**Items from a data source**
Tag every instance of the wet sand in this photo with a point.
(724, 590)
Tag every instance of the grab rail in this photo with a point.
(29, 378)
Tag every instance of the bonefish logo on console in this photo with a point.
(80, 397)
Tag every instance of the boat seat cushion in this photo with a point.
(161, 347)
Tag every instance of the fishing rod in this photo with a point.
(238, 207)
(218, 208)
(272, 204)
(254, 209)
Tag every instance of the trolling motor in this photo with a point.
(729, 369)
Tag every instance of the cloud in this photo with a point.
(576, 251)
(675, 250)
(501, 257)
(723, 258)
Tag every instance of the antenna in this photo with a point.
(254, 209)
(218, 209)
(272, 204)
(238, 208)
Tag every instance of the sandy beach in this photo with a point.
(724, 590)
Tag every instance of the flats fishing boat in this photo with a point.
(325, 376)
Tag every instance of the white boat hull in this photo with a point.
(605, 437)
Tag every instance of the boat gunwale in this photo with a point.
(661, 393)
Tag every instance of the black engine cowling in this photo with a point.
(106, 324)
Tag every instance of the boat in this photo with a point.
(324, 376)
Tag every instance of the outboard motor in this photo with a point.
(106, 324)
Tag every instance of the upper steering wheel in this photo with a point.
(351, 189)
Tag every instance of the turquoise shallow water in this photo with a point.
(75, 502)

**Task requirements**
Each line from the one containing "Tag every instance of the sandy" through the final line of the records must be repeated exactly, with no line added or dropped.

**Written answer**
Tag every instance of the sandy beach in this photo with a point.
(724, 590)
Tag every instance of the flats fishing boat in this photo with a point.
(325, 376)
Tag every instance of the white boat hull in this photo with a point.
(605, 437)
Tag every instance of the boat gunwale in this photo with a point.
(661, 393)
Tag every instance of the black engine cowling in this photo with a point.
(106, 324)
Tag every instance of the boat in this photo with a point.
(324, 376)
Tag every instance of the outboard motor in this photo with a point.
(106, 324)
Tag every instance of the upper steering wheel in this photo with a point.
(351, 189)
Tag every instance of the turquoise shallow water in this photo with a point.
(75, 502)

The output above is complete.